Short task:
Locate each line in the entries below that contains the string "blue" and copy it out in full. Matching is case-sensitive.

[Dataset excerpt]
※ ※ ※

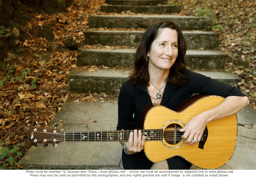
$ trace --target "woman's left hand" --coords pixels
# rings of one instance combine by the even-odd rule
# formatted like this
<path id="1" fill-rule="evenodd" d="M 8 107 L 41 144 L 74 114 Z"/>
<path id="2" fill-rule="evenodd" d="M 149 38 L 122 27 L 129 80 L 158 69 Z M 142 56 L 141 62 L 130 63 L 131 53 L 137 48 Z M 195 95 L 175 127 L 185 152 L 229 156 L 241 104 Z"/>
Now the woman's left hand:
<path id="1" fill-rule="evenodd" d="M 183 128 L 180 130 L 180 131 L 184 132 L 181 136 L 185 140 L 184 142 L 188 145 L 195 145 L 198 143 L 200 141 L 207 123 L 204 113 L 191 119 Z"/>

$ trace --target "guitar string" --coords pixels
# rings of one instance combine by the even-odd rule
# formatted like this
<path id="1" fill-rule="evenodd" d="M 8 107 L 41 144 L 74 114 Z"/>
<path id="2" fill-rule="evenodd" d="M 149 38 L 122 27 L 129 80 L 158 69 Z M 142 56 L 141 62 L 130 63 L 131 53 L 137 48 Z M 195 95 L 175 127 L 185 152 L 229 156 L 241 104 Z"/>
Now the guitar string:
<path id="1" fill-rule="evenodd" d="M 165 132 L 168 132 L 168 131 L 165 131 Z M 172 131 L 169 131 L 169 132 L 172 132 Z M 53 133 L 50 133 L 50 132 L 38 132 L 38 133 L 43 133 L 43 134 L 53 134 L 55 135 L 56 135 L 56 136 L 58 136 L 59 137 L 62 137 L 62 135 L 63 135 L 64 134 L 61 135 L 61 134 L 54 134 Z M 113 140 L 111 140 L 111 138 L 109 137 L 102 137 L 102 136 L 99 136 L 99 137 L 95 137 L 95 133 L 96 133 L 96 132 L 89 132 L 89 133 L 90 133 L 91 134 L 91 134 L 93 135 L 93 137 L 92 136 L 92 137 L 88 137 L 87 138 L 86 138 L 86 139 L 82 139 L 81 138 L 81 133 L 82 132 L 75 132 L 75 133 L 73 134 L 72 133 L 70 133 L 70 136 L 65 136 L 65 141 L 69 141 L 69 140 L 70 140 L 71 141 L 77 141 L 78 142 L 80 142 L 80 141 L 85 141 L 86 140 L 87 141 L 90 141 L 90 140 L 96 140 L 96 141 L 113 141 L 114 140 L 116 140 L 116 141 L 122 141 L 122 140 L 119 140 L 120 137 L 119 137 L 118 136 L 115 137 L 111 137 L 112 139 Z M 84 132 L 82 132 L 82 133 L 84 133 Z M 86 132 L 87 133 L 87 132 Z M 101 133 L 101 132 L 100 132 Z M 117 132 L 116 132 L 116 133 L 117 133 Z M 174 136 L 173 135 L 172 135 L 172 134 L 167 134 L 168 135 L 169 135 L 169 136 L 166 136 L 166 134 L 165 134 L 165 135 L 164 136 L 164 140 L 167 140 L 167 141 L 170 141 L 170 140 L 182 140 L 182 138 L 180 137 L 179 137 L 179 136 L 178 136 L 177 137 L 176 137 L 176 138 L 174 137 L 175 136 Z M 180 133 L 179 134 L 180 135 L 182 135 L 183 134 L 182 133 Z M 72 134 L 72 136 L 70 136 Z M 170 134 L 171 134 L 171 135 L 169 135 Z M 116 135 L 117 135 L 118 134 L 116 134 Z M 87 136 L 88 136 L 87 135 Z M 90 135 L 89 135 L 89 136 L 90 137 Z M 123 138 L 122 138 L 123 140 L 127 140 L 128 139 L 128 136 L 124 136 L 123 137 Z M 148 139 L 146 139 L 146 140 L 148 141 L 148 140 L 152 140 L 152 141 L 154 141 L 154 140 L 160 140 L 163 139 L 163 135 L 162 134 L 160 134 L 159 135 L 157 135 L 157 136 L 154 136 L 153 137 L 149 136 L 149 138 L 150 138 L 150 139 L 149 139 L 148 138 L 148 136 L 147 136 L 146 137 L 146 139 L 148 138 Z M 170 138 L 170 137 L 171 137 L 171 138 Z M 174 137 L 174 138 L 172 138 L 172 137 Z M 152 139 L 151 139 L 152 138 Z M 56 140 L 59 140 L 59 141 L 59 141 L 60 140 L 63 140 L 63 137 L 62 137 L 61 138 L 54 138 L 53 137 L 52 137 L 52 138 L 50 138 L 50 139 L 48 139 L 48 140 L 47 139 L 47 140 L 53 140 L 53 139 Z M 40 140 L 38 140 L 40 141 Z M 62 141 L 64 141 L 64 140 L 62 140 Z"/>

※ ※ ※

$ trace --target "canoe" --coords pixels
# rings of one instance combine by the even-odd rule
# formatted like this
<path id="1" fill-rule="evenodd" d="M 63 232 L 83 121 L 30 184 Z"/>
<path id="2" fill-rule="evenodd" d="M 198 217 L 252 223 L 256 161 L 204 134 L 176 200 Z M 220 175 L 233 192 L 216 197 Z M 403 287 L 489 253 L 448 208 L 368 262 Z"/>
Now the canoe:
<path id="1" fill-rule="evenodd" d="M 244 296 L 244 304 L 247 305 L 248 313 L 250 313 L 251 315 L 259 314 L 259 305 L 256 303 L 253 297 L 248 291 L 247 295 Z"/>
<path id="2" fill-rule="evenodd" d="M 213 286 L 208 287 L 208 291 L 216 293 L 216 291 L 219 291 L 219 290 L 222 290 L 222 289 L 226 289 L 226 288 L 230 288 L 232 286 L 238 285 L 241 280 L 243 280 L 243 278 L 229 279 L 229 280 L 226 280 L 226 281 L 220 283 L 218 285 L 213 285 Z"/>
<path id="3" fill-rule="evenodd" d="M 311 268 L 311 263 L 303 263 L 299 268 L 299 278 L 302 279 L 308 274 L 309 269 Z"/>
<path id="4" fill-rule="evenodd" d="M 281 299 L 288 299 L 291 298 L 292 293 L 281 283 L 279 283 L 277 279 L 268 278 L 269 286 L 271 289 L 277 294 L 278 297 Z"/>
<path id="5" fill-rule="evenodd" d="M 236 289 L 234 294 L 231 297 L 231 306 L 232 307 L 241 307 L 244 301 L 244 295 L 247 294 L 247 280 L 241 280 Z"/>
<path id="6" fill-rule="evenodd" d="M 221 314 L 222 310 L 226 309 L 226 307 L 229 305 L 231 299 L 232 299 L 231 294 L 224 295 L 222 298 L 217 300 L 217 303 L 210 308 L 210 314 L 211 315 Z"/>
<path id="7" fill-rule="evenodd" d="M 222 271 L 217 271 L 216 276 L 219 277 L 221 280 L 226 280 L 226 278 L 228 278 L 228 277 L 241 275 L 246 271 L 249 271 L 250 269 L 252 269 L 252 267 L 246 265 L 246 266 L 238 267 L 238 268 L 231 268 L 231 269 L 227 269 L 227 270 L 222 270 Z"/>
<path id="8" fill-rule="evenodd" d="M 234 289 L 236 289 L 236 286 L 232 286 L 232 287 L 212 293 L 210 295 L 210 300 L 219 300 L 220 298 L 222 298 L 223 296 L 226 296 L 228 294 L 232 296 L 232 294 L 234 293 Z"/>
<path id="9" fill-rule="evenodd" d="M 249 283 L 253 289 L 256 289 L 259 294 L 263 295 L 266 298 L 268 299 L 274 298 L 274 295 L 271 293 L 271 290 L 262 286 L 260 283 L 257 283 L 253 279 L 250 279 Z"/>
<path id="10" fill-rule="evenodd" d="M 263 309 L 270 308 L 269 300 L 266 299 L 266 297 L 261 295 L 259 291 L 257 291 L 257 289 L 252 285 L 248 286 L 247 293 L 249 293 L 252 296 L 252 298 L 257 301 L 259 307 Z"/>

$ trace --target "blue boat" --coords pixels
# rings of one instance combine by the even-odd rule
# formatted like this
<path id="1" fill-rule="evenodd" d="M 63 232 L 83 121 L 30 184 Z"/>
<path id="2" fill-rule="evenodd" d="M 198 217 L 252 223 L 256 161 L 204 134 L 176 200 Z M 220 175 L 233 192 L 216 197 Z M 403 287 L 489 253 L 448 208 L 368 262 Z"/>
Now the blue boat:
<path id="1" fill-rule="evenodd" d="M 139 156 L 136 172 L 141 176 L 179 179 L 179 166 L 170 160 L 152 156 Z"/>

※ ※ ※

Written response:
$ trace --target "blue boat" --coords pixels
Now the blue boat:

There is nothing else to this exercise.